-- START RECORD LIST --

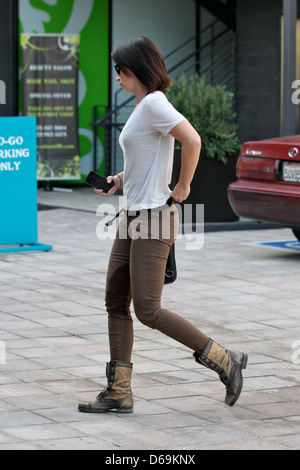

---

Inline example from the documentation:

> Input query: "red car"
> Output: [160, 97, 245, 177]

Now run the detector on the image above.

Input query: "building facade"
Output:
[0, 0, 300, 178]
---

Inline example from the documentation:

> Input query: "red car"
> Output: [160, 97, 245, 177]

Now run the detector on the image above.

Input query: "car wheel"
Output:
[292, 228, 300, 242]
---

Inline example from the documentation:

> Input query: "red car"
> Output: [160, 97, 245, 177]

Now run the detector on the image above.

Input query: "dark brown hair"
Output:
[111, 36, 172, 93]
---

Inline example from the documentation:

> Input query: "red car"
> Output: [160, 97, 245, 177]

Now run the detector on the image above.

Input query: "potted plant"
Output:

-- END RECORD LIST --

## YOUR GOAL
Copy out every item above word for word, leaving out the pictures.

## WRITTEN SOLUTION
---

Inline example from the documentation:

> Input query: "red car"
> Output: [160, 97, 245, 177]

Now run the detector on the image above.

Input query: "building facade"
Output:
[0, 0, 300, 178]
---

Inline example from the documentation:

> Input query: "red car"
> Output: [160, 97, 245, 177]

Now run the detector on the image above.

Input query: "car wheel"
Output:
[292, 228, 300, 242]
---

Inline example from the documentation:

> Input query: "red car"
> Output: [160, 97, 245, 177]

Now run the detector on the image above.

Input query: "dark brown hair"
Output:
[111, 36, 172, 93]
---

Inline example from the documentation:

> Input query: "red car"
> Output: [160, 97, 245, 177]

Now run the detector on the image above.

Input query: "potted plant"
Output:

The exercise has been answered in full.